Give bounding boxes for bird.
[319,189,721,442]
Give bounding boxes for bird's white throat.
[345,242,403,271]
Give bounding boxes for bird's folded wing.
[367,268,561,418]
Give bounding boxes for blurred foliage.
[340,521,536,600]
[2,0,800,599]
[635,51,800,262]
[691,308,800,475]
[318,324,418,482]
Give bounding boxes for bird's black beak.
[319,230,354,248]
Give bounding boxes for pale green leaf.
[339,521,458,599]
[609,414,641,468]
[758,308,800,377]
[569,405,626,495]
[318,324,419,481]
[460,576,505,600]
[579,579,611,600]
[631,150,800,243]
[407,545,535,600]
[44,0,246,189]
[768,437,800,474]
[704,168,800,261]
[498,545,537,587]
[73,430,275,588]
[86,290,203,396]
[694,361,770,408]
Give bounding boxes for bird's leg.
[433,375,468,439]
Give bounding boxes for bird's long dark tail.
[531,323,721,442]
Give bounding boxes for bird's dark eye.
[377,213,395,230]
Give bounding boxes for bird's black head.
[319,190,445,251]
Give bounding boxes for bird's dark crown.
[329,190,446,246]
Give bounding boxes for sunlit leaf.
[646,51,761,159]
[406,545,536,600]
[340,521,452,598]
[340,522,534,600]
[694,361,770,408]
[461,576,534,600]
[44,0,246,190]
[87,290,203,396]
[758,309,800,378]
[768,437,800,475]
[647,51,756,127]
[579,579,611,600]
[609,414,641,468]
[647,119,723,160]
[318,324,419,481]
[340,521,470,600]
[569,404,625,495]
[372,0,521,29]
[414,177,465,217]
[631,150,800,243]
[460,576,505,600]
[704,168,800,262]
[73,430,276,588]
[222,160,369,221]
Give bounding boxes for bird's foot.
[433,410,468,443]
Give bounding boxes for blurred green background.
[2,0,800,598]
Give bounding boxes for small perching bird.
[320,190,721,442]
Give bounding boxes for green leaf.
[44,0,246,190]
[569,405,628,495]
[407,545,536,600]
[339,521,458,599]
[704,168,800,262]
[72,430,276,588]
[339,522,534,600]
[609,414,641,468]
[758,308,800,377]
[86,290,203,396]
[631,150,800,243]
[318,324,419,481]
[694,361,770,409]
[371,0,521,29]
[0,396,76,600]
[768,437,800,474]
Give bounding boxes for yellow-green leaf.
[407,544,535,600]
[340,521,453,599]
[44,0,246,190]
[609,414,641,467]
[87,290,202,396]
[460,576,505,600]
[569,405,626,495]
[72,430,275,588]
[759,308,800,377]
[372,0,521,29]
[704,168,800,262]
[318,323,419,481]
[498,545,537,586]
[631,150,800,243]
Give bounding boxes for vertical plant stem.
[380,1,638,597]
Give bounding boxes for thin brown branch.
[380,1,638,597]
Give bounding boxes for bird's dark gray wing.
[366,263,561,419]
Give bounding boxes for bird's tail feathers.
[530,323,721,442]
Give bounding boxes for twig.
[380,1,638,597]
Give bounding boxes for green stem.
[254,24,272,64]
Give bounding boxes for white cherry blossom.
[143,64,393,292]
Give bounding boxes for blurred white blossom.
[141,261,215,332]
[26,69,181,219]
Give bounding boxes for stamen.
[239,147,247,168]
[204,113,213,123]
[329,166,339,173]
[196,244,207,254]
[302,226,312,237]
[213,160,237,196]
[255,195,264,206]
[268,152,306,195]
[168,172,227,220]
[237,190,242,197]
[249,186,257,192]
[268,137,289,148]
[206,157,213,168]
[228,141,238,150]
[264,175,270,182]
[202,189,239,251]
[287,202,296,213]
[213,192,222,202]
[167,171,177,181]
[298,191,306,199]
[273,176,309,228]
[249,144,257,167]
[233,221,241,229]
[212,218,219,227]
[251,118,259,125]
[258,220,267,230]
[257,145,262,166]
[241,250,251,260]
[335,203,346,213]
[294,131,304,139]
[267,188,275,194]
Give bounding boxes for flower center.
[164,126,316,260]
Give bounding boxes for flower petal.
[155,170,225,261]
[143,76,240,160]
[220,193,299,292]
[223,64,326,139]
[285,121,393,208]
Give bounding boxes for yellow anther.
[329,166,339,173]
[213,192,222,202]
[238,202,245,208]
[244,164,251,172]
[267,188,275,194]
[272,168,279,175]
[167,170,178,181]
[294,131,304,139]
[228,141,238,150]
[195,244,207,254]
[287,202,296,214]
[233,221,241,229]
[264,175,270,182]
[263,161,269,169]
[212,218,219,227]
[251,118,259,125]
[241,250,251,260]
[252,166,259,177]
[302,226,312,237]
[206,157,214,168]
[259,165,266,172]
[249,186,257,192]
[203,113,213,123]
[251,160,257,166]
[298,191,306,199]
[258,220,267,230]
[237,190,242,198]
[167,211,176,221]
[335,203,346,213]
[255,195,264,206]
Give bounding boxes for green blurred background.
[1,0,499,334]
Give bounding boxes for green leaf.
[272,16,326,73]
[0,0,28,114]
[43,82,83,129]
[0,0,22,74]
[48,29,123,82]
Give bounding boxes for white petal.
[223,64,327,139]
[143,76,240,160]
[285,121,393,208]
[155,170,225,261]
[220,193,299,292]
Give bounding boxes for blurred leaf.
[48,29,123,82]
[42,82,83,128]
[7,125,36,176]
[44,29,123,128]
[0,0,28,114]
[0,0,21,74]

....................

_Task prompt_. Go through the listing and copy all of it exactly.

_Task result_.
Give bounding boxes for bird.
[319,189,721,442]
Give bounding boxes for bird's white throat.
[345,242,403,271]
Give bounding boxes for bird's folded wing.
[367,268,561,418]
Give bounding boxes for blurred foliage.
[340,521,536,600]
[2,0,800,599]
[635,51,800,262]
[691,308,800,475]
[318,324,418,482]
Give bounding boxes for bird's black beak.
[319,230,354,248]
Give bounding boxes for pale green leaf.
[339,521,458,599]
[609,414,641,468]
[758,308,800,377]
[569,405,626,495]
[318,324,419,481]
[460,576,505,600]
[579,579,611,600]
[631,150,800,243]
[407,545,535,600]
[44,0,246,189]
[768,437,800,474]
[704,168,800,261]
[498,545,537,587]
[73,430,275,588]
[86,290,203,396]
[694,361,770,408]
Give bounding boxes for bird's leg.
[433,375,468,439]
Give bounding boxes for bird's long dark tail.
[531,323,721,442]
Give bounding boxes for bird's dark eye.
[377,213,395,230]
Give bounding boxes for bird's black head.
[319,190,445,251]
Give bounding boxes for bird's dark crown.
[329,190,446,246]
Give bounding boxes for sunlit leaf.
[646,51,761,159]
[406,545,536,600]
[340,521,452,598]
[340,522,534,600]
[694,361,770,408]
[461,576,534,600]
[44,0,246,190]
[87,290,203,396]
[758,309,800,378]
[768,437,800,475]
[647,51,756,127]
[579,579,611,600]
[609,414,641,468]
[647,119,723,160]
[318,324,419,481]
[340,521,470,600]
[569,404,625,495]
[372,0,521,29]
[414,177,465,217]
[631,150,800,243]
[460,576,505,600]
[704,168,800,262]
[73,430,276,588]
[222,160,369,221]
Give bounding boxes for bird's foot.
[433,410,468,443]
Give bounding boxes for blurred green background.
[2,0,800,598]
Give bounding boxes for small perching bird.
[320,190,721,442]
Give bounding boxes for green leaf.
[44,0,246,190]
[569,405,628,495]
[407,545,536,600]
[339,521,458,599]
[704,168,800,262]
[72,430,276,588]
[339,522,534,600]
[609,414,641,468]
[758,308,800,377]
[86,290,203,396]
[631,150,800,243]
[318,324,419,481]
[694,361,770,409]
[371,0,521,29]
[0,396,76,600]
[768,437,800,474]
Give bounding boxes for yellow-green leaf.
[407,544,535,600]
[340,521,453,599]
[44,0,246,190]
[609,414,641,467]
[87,290,202,396]
[460,576,505,600]
[569,405,626,495]
[72,430,275,588]
[759,308,800,377]
[372,0,521,29]
[704,168,800,262]
[318,323,419,481]
[498,545,537,586]
[631,150,800,243]
Give bounding boxes for vertical plant stem.
[380,1,638,597]
Give bounding boxes for thin brown branch.
[380,1,638,597]
Give bounding boxes for bird's dark gray wing.
[366,263,561,419]
Give bounding boxes for bird's tail feathers.
[530,323,721,442]
Give bounding boxes for twig.
[380,1,638,597]
Give bounding boxes for green stem.
[254,24,272,64]
Give bounding boxes for white cherry blossom.
[143,64,393,292]
Give bounding boxes for blurred white blossom.
[141,261,215,332]
[26,69,181,219]
Give bounding boxes for stamen.
[239,147,247,168]
[204,113,213,123]
[329,166,339,173]
[196,244,207,254]
[302,226,312,237]
[213,160,237,196]
[255,195,264,206]
[268,152,306,195]
[168,172,227,220]
[237,190,242,197]
[249,186,257,192]
[268,137,289,148]
[206,157,213,168]
[228,141,238,150]
[264,175,270,182]
[202,189,239,251]
[287,202,296,213]
[213,192,222,202]
[167,171,177,181]
[298,191,306,199]
[273,176,309,228]
[249,144,257,167]
[233,221,241,229]
[212,218,219,227]
[251,118,259,125]
[258,220,267,230]
[257,145,262,166]
[241,250,251,260]
[335,203,346,213]
[294,131,304,139]
[267,188,275,194]
Give bounding boxes for flower center.
[164,126,316,260]
Give bounding boxes for flower petal.
[155,170,225,261]
[143,76,240,160]
[220,193,299,292]
[223,64,326,139]
[285,121,393,208]
Give bounding boxes for yellow anther.
[329,166,339,173]
[213,192,222,202]
[238,202,245,208]
[244,164,251,172]
[267,188,275,194]
[272,168,279,175]
[167,170,178,181]
[294,131,304,139]
[228,141,238,150]
[195,244,207,254]
[287,202,296,214]
[233,221,241,229]
[264,175,270,182]
[263,161,269,169]
[212,218,219,227]
[251,118,259,125]
[241,250,251,260]
[252,166,259,177]
[302,226,312,237]
[206,157,214,168]
[259,165,266,172]
[249,186,257,192]
[203,113,213,123]
[251,160,257,166]
[298,191,306,199]
[258,220,267,230]
[237,190,242,198]
[167,211,176,221]
[335,203,346,213]
[255,195,264,206]
Give bounding boxes for green blurred background.
[1,0,499,334]
Give bounding boxes for green leaf.
[272,16,326,73]
[0,0,28,114]
[43,82,83,129]
[0,0,22,74]
[48,29,123,82]
Give bounding boxes for white petal.
[223,64,327,139]
[143,76,240,160]
[285,121,393,208]
[155,170,225,261]
[220,193,299,292]
Give bounding boxes for blurred leaf.
[48,29,123,82]
[42,82,83,128]
[7,125,36,176]
[44,29,123,128]
[0,0,28,114]
[0,0,21,74]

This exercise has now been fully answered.